Au village proche de la rivière Luakushi, une dame se plaint. » J’étais victime de brulures à l’acide déversé par l’entreprise Mutanda Mining. Alors que je me rendais au champ, j’ai plongé dans le fleuve pour un bain matinal. Malgré que la société avait reconnu cet incident, je n’ai pas bénéficié des soins appropriés. »
Cette structure souligne aussi qu’à Mano Mapia, à Fungurume, la pollution atmosphérique serait à l’origine de graves maladies. Selon des témoignages de résidents, des décès ont été constatés au sein de la communauté. Ils incriminent ainsi l’entreprise Tenke Fungurume Mining.
Une étude scientifique atteste la pollution des rivières
Le consortium Mazingira pour tous a établi ce constat à la suite des résultats d’une étude scientifique. Celle-ci a été menée par l’unité de toxicologie de l’université de Lubumbashi.
En effet, les résultats des analyses des échantillons prélevés dans les cours d’eau montrent que la situation est préoccupante. Les scientifiques ont constaté des concentrations élevées de certains minéraux dans l’ensemble des cours d’eau. Dans le lac Kando à Fungurume par exemple, les résultats indiquent des concentrations d’arsenic, de cobalt, de cuivre, de manganèse, de nickel, de plomb et de zinc.
« La rivière Luilu est l’un des cours d’eau les plus chargés en métaux traces de la ville de Kolwezi et ses environs« , indique cette étude. Elle contient un taux très élevé de cobalt, soit 7 195,82 µg/l, et même 14,01 µg/l d’uranium. De plus, son pH moyen est de 5,59. Il est ainsi situé en dessous des valeurs optimales de 6,5 < pH < 8,5 pour un cours d’eau aquacole.
Les scientifiques ont également qualifié la rivière Kashala vers la cité de N’Zilo de poubelle des décharges toxiques. En effet, les entreprises minières y déversent tous leurs rejets liquides. A ce jour, cette rivière est totalement dépourvue d’habitats et de biodiversité, soutient l’unité de toxicologie de Lubumbashi.

▬▬▬▬▬▬▬▬▬▬

# Consigne
Modifiez le texte sur la pollution des rivières en remplaçant « poubelle » par « dépotoir », puis recopiez-le à partir des mots « Les scientifiques ont également » et arrêtez-vous après « toxicologie de Lubumbashi. ».

▬▬▬▬▬▬▬▬▬▬

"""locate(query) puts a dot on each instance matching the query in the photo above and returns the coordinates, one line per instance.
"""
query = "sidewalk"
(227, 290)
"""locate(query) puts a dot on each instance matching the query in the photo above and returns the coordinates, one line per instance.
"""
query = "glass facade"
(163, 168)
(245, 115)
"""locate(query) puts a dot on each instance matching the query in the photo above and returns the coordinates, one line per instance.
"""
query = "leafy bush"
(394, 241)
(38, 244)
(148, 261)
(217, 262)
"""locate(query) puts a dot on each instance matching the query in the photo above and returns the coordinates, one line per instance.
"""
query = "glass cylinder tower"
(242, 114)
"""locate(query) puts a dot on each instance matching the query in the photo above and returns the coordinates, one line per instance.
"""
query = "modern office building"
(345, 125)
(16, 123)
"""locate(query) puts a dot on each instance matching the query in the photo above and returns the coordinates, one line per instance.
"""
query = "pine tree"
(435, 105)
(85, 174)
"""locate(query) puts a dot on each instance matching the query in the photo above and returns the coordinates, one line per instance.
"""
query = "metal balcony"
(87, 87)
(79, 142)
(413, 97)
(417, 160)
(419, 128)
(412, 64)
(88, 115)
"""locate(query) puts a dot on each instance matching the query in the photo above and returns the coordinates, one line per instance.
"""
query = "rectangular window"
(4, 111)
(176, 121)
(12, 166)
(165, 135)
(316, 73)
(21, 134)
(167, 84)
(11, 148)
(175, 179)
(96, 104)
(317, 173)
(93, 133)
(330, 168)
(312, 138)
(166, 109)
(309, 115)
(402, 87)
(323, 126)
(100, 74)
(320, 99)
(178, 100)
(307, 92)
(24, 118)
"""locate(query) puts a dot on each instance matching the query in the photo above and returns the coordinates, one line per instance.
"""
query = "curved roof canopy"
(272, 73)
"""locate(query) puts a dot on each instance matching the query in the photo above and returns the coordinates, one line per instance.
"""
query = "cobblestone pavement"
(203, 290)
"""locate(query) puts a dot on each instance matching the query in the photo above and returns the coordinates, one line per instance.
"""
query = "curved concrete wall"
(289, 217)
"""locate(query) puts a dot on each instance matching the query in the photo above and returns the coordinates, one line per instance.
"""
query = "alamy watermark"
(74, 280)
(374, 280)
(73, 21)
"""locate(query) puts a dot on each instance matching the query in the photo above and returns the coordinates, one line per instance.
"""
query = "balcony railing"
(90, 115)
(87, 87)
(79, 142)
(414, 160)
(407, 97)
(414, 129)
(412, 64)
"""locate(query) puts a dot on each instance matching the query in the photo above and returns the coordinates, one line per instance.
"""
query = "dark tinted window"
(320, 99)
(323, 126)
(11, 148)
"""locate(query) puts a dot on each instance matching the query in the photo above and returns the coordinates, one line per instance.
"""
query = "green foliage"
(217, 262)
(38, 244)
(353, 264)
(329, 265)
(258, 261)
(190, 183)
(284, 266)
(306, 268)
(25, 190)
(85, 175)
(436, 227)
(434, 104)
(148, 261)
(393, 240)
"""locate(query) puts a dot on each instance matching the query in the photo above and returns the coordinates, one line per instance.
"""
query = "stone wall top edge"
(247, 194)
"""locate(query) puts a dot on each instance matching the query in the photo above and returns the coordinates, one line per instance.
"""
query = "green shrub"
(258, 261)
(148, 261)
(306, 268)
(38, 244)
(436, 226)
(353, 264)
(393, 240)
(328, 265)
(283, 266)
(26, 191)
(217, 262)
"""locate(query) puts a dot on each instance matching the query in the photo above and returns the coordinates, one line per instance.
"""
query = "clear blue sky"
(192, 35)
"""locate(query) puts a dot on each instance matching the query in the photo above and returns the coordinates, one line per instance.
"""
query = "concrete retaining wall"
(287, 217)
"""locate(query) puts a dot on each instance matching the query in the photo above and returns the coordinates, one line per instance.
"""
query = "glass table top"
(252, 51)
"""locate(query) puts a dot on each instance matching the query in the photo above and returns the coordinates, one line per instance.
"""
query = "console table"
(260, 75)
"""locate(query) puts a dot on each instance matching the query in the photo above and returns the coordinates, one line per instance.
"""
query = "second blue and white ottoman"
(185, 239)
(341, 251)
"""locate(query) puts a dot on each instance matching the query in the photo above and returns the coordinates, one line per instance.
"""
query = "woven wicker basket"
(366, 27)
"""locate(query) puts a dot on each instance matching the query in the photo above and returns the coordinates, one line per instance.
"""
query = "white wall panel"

▬▬▬▬▬▬▬▬▬▬

# Réponse
Les scientifiques ont également qualifié la rivière Kashala vers la cité de N’Zilo de dépotoir des décharges toxiques. En effet, les entreprises minières y déversent tous leurs rejets liquides. A ce jour, cette rivière est totalement dépourvue d’habitats et de biodiversité, soutient l’unité de toxicologie de Lubumbashi.